* [Instructions for the task] Rewrite the items below from the line containing "the brick wall" down through the final line, requests included, and shift every coordinate in the answers by -128.

Excerpts of pointing data:
+---+

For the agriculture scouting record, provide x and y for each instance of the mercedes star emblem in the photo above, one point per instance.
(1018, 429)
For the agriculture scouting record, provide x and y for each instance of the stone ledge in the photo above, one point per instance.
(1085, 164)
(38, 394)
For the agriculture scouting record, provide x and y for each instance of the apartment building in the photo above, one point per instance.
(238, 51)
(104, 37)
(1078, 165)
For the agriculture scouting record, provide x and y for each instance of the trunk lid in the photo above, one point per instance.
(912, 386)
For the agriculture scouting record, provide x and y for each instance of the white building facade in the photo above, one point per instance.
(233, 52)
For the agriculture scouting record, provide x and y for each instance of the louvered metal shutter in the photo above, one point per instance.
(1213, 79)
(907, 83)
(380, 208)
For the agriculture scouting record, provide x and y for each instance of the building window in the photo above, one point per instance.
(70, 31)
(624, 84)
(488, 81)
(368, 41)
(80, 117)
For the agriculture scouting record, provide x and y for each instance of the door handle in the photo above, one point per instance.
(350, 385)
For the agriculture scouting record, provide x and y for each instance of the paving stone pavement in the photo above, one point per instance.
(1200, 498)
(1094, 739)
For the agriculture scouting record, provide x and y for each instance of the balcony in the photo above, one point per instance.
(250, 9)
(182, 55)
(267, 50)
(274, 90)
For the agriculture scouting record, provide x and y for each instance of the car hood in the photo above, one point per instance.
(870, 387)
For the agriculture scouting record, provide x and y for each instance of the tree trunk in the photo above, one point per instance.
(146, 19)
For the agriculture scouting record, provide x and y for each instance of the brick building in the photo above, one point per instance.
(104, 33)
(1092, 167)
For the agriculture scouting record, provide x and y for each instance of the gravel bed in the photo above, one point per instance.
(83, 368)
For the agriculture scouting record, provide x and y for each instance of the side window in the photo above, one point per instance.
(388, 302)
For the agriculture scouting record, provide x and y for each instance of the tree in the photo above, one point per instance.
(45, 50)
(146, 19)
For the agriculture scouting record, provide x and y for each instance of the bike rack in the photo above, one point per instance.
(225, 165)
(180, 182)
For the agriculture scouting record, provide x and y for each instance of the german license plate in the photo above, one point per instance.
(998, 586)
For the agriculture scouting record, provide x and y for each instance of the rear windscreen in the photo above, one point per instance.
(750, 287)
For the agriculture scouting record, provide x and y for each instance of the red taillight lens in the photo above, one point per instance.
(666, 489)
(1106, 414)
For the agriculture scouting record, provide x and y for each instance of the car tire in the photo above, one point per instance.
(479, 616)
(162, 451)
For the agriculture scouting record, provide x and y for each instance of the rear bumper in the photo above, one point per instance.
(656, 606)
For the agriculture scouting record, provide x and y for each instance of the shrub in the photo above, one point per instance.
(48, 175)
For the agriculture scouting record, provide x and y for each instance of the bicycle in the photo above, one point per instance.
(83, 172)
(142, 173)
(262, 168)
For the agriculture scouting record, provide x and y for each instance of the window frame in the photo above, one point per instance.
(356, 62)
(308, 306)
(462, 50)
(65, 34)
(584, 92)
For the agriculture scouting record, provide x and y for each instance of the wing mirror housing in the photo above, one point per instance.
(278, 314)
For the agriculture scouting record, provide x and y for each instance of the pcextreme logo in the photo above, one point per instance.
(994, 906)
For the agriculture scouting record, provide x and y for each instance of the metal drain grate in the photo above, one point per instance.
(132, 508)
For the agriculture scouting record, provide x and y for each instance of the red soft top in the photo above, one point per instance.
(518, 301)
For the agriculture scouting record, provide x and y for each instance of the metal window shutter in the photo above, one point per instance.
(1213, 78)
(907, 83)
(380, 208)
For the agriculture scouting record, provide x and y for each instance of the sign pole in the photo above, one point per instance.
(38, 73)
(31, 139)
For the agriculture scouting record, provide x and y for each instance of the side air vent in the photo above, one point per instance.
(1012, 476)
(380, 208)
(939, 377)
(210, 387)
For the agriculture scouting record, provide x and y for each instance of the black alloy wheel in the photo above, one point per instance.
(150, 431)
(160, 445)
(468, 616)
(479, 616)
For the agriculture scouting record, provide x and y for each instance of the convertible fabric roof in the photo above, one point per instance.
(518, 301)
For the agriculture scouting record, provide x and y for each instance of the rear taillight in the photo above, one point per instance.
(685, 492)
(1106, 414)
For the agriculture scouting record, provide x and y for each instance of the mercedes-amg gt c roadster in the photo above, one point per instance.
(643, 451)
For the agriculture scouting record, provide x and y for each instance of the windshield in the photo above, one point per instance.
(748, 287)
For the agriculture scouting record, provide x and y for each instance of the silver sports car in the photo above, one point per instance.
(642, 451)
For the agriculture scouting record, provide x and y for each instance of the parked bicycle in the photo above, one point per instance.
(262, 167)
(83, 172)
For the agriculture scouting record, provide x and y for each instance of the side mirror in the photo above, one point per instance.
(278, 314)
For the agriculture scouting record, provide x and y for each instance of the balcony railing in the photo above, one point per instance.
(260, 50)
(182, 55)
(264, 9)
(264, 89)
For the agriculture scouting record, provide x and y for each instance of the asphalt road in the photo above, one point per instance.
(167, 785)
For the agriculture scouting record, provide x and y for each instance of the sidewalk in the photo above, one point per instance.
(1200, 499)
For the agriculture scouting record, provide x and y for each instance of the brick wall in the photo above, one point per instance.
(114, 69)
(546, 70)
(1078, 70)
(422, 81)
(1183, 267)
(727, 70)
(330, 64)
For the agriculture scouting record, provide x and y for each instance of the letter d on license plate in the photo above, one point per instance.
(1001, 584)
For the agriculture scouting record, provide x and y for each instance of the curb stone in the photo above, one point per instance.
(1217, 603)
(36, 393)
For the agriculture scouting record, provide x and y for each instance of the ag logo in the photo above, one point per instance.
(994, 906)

+---+

* [Task solution]
For the agriculture scouting record, provide x and y for each instance of the brick wall in the photo above, one point per instance.
(-14, -59)
(418, -58)
(950, -58)
(294, -47)
(1055, 139)
(599, -58)
(202, -64)
For the agriculture scouting record, provide x and y for each instance of the letter d on license plate in the photo above, one point per instance.
(873, 456)
For the agriculture scouting record, provide x and y for each instance of the curb stone in the photo above, one point per instance.
(1089, 475)
(-92, 265)
For the agriculture scouting record, provide x and y for each instance of the ag logo in the photo above, one point per instance.
(866, 778)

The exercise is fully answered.